[START Given entries]
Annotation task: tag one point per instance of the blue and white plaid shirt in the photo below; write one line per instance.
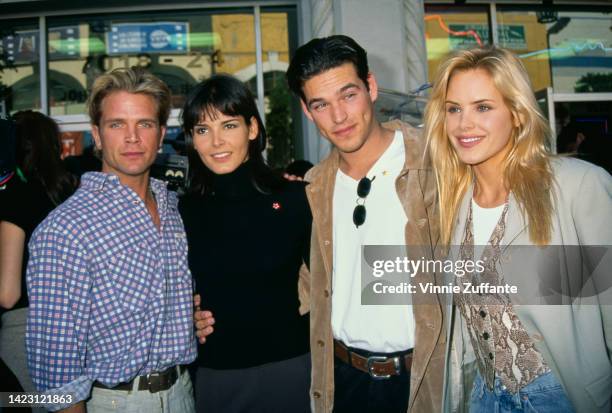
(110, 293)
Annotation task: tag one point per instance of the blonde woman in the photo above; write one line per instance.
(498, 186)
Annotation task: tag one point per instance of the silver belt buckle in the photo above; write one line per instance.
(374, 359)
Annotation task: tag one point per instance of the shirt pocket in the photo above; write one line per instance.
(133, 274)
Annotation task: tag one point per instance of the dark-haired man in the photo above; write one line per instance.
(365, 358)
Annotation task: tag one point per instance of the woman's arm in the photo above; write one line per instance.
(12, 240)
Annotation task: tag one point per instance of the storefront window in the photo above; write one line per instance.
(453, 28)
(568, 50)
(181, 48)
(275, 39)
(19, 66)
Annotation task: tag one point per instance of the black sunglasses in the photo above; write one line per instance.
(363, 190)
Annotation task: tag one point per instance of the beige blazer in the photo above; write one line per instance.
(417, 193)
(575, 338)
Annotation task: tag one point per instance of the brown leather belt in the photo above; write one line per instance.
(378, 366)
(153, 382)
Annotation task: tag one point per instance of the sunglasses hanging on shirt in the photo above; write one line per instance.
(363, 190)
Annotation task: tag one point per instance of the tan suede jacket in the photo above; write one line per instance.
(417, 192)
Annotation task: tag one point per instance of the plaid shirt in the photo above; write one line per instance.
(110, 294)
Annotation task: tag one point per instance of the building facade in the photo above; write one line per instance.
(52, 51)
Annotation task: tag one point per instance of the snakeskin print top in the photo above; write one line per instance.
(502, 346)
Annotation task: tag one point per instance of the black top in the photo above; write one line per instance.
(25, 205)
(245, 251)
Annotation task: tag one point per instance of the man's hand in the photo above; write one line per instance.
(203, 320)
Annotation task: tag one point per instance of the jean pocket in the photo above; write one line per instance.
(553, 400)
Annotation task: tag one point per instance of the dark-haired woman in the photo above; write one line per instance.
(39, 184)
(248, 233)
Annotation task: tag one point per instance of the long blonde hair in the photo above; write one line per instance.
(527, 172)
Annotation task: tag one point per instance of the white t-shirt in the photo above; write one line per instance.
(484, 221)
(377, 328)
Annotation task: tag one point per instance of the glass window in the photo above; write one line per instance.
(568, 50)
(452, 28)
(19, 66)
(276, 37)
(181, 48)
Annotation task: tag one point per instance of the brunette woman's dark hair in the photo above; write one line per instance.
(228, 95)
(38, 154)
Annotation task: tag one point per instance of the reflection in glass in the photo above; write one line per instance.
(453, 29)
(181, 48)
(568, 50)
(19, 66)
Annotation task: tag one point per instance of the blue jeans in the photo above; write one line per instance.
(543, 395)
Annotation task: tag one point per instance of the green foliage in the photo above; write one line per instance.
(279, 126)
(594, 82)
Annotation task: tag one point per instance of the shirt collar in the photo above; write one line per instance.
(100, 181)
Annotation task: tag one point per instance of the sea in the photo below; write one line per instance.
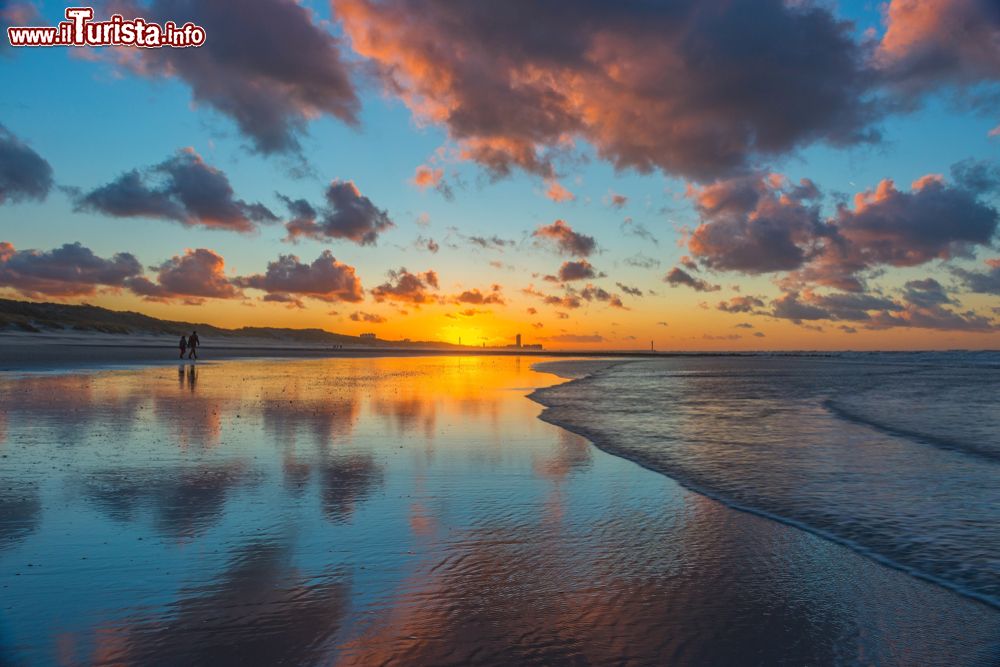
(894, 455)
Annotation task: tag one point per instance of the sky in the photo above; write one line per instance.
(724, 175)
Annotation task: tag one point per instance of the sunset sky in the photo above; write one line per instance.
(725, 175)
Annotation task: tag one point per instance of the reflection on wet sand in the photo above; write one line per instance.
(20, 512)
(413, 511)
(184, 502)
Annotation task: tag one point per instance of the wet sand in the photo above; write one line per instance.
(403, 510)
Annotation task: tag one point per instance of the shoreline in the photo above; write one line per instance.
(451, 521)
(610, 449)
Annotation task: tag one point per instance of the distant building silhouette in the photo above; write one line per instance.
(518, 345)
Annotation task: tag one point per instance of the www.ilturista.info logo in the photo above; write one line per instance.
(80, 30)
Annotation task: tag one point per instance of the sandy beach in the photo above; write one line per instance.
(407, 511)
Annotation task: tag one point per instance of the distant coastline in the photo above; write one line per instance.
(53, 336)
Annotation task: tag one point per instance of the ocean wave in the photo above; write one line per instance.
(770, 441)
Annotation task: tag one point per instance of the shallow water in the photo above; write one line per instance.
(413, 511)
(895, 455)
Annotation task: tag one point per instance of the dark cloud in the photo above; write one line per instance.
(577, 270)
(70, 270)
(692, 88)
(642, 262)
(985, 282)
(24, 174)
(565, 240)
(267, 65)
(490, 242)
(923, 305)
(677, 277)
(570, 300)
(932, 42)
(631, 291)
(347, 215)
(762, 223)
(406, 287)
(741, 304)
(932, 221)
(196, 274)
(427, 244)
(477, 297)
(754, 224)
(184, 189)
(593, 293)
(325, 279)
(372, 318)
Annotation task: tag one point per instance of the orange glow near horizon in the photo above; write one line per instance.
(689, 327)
[END Given entries]
§ Task goal
Exclude the images and reproduce the remaining data exactly.

§ Task result
Annotation task: tag one point per instance of the blue and white plaid shirt in the photo below; write one line per instance.
(110, 293)
Annotation task: tag one point per instance of the blonde woman in the photo above; write one line per instance.
(498, 186)
Annotation task: tag one point per instance of the silver belt buckle in the photo above; write one line per instance.
(374, 359)
Annotation task: tag one point per instance of the shirt pocket in the photo above; write one line per instance.
(133, 274)
Annotation task: tag one point per instance of the dark-haired man in the photo above; write one line per instance.
(365, 358)
Annotation task: tag one point per instance of the woman's arm in the photo above; write one line per instance.
(12, 240)
Annotation task: tag one point per instance of the storefront window in the photo above; write one line per instance.
(453, 28)
(568, 50)
(181, 48)
(275, 39)
(19, 66)
Annotation task: tag one point per instance of the black sunglasses in the photo above; write one line per instance.
(363, 190)
Annotation task: tag one point per instance of the beige blazer in the photo above; write one line per instance.
(417, 193)
(575, 338)
Annotation task: tag one point per instance of the brown leather belt in the photo above; write one line per instance.
(378, 366)
(153, 382)
Annotation task: tag one point per instance of the sunglasses hanging on shirt in the photo above; write one line per instance.
(363, 190)
Annotation task: tag one point per instance of the tan suede jacket in the photo above; write one line per instance.
(417, 192)
Annotation task: tag one point per instance of the plaid shirt in the photo above; write one line per instance.
(110, 294)
Annotation task: tag one point per instance of the building facade in the photo above; write one line per instance.
(52, 51)
Annotation task: tag one point per instance of the snakeskin print top in the photo above; write one line per instance.
(502, 346)
Annotation task: tag one point per instance of the black top in the photo above; write one line per instance.
(25, 205)
(245, 251)
Annotation task: tag one point per instance of the man's hand in the photo above; write one line per instance.
(203, 320)
Annotation task: tag one point per instance of the jean pocket in the photo above; write one line per instance.
(553, 400)
Annotation task: tag one point per instance of the dark-haired woman in the photo above; write one line per instance.
(39, 184)
(248, 233)
Annotation task: tag one point per instance of the long blonde hair in the photo above; write one line per instance.
(527, 172)
Annotation task: tag one point per instance of the white t-shirt in the photo above; write one line per instance.
(484, 221)
(377, 328)
Annotation task: tag one point per instance of the glass window in the photo above; write one line per instance.
(568, 50)
(452, 28)
(19, 66)
(276, 37)
(181, 48)
Annotation task: tag one point per instance of the brunette woman's dark hair in the photo above; write one line per instance.
(228, 95)
(38, 154)
Annotation task: tag one point per instance of the reflection in glass in the photo above; write one line per instance.
(453, 29)
(181, 48)
(568, 50)
(19, 66)
Annotation task: tag one point per instance of the blue jeans in the photo above; write one line per instance.
(543, 395)
Annotation task: tag one point per instance of the green foliage in the photo above; write one line per instance.
(279, 126)
(594, 82)
Annotation task: tag one point per instance of the shirt collar in the photo above; write one line per instance.
(100, 181)
Annotation task: tag one point per instance of the sea in the photo below; write one line per instance.
(894, 455)
Annotation task: tag one point per instance of the sky in the photo above; write one line per instance.
(724, 175)
Annotation task: tag one point per instance of the sunset sky in the photo above; write one line per instance.
(725, 175)
Annotation task: tag one point per instance of the reflection on wet sand in the photo above; write one line per instance.
(20, 512)
(413, 511)
(184, 502)
Annotation task: tag one point per instance of the wet sand in the photo above; write one line per instance.
(403, 510)
Annotation task: tag one point per instance of the shoreline in the photo above; write one line per instance.
(451, 521)
(610, 449)
Annotation task: tag one point per instance of the distant building silhouette in the photo above; write one line per instance.
(518, 345)
Annotation task: tag one point per instance of the www.ilturista.info logo in the photo above; write one line per instance.
(80, 30)
Annotation task: tag one point per instance of the sandy beach in the photo above; write one line per instance.
(407, 511)
Annotation task: tag one point per instance of the distant coastline in the photo above; write one line per instance.
(53, 336)
Annotation task: tag one point per instance of the ocean wave in the photo above; write one line per instance.
(770, 441)
Annotation task: tag one point per instance of the shallow water in the photo above; write one line per instance.
(413, 511)
(895, 455)
Annotation task: tag one point per instance of the dark cloud in the photo above; write one line per instance.
(577, 270)
(70, 270)
(692, 88)
(642, 262)
(985, 282)
(24, 174)
(565, 240)
(267, 65)
(490, 242)
(923, 305)
(677, 277)
(570, 300)
(932, 42)
(631, 291)
(347, 215)
(762, 223)
(406, 287)
(741, 304)
(932, 221)
(196, 274)
(427, 244)
(477, 297)
(754, 224)
(184, 189)
(593, 293)
(325, 279)
(372, 318)
Annotation task: tag one point per instance of the orange glow near horizon in the photo above; write one line per instance.
(689, 327)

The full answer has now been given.